■ WHAT TO PRODUCE
From the data below, pick out every line that contains the word "green" and copy each one in full.

# # # # # # #

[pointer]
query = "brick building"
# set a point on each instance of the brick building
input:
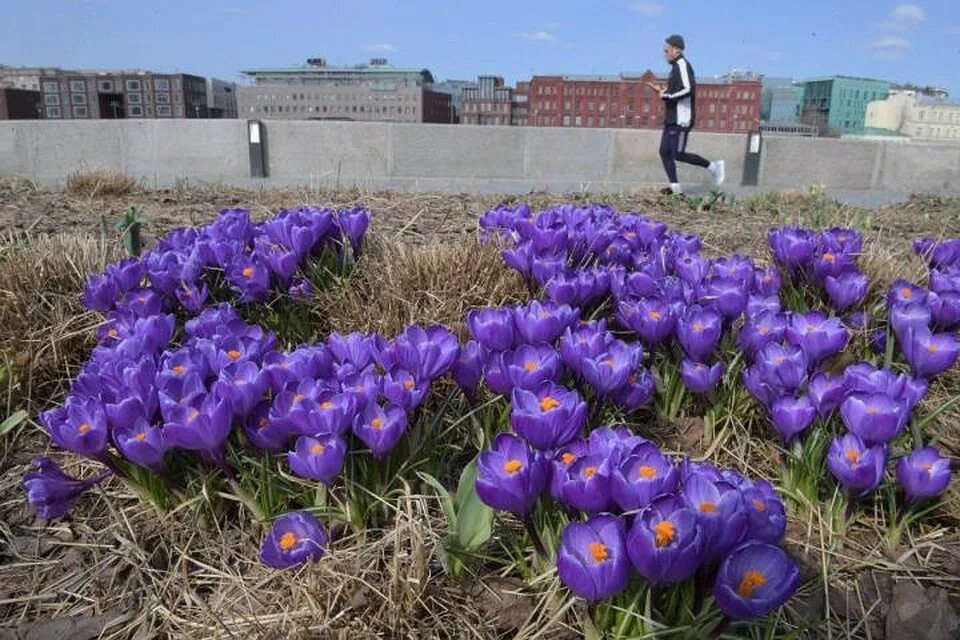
(20, 104)
(366, 92)
(726, 105)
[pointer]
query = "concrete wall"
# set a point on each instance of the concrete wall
(452, 158)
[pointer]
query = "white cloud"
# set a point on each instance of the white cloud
(380, 48)
(905, 16)
(537, 36)
(892, 47)
(646, 8)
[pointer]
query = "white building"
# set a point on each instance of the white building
(916, 116)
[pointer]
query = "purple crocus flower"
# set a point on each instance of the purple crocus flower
(50, 491)
(641, 477)
(592, 557)
(846, 290)
(792, 416)
(318, 458)
(755, 579)
(141, 443)
(665, 543)
(875, 417)
(549, 417)
(720, 513)
(856, 466)
(827, 391)
(819, 337)
(510, 476)
(924, 473)
(930, 354)
(493, 328)
(79, 426)
(609, 371)
(543, 322)
(698, 331)
(727, 295)
(766, 512)
(700, 378)
(585, 484)
(792, 247)
(295, 539)
(381, 428)
(530, 366)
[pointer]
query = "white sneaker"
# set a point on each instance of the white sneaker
(718, 170)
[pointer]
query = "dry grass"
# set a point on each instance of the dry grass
(398, 284)
(45, 333)
(101, 183)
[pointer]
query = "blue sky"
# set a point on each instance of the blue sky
(917, 42)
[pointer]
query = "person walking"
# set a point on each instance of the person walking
(680, 98)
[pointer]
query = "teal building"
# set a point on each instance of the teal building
(839, 103)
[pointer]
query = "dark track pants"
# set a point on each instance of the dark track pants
(673, 149)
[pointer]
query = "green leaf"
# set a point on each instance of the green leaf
(445, 499)
(474, 518)
(12, 422)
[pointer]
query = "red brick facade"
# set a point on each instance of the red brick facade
(626, 102)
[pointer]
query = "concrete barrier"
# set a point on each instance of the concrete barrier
(452, 157)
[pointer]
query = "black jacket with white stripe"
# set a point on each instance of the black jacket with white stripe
(680, 96)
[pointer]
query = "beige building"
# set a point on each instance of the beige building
(916, 116)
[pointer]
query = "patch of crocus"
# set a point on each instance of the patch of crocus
(652, 319)
(855, 465)
(511, 476)
(928, 353)
(645, 474)
(665, 543)
(700, 378)
(592, 557)
(585, 484)
(923, 473)
(51, 492)
(727, 295)
(609, 371)
(528, 366)
(792, 416)
(80, 426)
(543, 322)
(548, 417)
(493, 327)
(766, 513)
(792, 247)
(467, 369)
(846, 290)
(827, 391)
(698, 331)
(905, 292)
(782, 367)
(819, 337)
(720, 513)
(380, 428)
(294, 539)
(755, 579)
(318, 457)
(141, 443)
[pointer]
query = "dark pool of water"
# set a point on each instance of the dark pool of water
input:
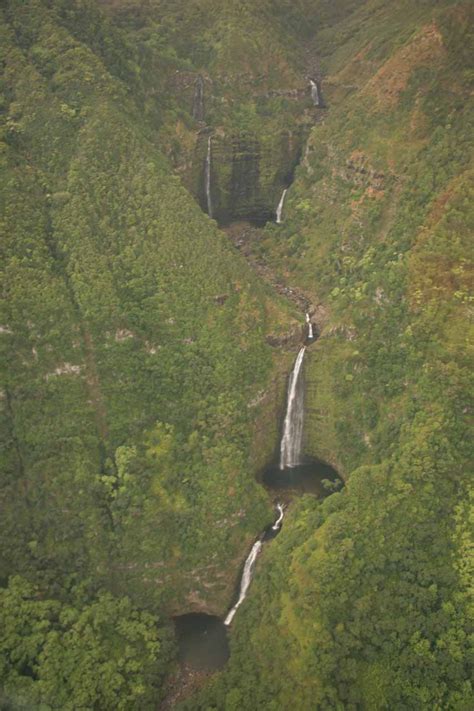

# # # # # # #

■ OUTPUT FOR THIS EXERCISE
query = "green leaf"
# set a point on each instance of the green leaf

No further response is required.